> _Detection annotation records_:
###
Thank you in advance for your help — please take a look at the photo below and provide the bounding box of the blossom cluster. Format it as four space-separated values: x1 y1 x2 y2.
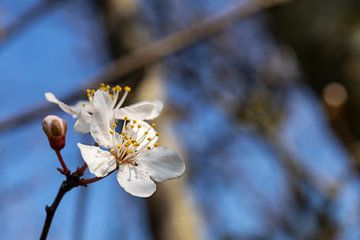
45 84 185 197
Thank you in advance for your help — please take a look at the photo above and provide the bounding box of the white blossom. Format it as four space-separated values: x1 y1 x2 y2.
45 84 163 133
78 121 185 197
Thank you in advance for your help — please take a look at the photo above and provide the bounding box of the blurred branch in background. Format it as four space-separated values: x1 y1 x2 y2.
0 0 288 133
0 0 71 51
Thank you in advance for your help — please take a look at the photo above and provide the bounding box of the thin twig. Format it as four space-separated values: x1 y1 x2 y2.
0 0 288 133
40 176 79 240
55 150 70 175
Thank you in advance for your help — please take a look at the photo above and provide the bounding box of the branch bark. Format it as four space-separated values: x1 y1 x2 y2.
40 176 80 240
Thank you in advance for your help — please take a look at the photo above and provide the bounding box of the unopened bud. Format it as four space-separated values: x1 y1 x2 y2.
42 115 67 150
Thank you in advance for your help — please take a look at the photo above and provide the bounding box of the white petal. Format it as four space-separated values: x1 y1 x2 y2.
78 143 117 177
114 101 163 120
73 101 94 113
90 90 114 148
137 147 185 182
117 164 156 197
45 92 79 117
74 110 91 133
###
Copy out every one of the records above word for word, omitting the pictures.

Thank you in advance for your help — please take a look at the photo below and provide the bounding box of the blossom cluster. Format it as four space-separated values: x1 y1 x2 y2.
45 84 185 197
Thank you in advance for your help — please take a look at the photo above and provide the bounding box of the white blossom. Format it as four space-separated values: x1 y1 x2 y2.
45 84 163 133
78 121 185 197
Thank you in advance for your help — please take a look at the photo above and provide the bounding box of the blurred branch in background. Format it as four space-separated values: x1 y1 x2 y2.
0 0 288 133
0 0 71 51
Thank you in advance for your help — please take a look at the photo above and provide the bounding box of the thin twig. Format it as four space-separated values: x1 y1 x2 y2.
0 0 288 133
40 176 79 240
55 150 70 175
Thank you in advance for your help — please take a look at the photo above and provide the bounding box of the branch bark. Format it as four space-separated values: x1 y1 x2 y2.
40 176 80 240
Thank you in advance for your help — please take a look at the photo above and provide the bounding box of the unopened bud. Format it as four space-separated values: x1 y1 x2 y2.
42 115 67 150
Thank you in advance for your help — please take a look at the photo above and provide the bounding box of the white petal. Format it as four space-separated values: x1 y1 x2 y2.
78 143 117 177
114 101 163 120
73 101 94 113
90 90 114 148
137 147 185 182
117 164 156 197
45 92 79 117
74 110 91 133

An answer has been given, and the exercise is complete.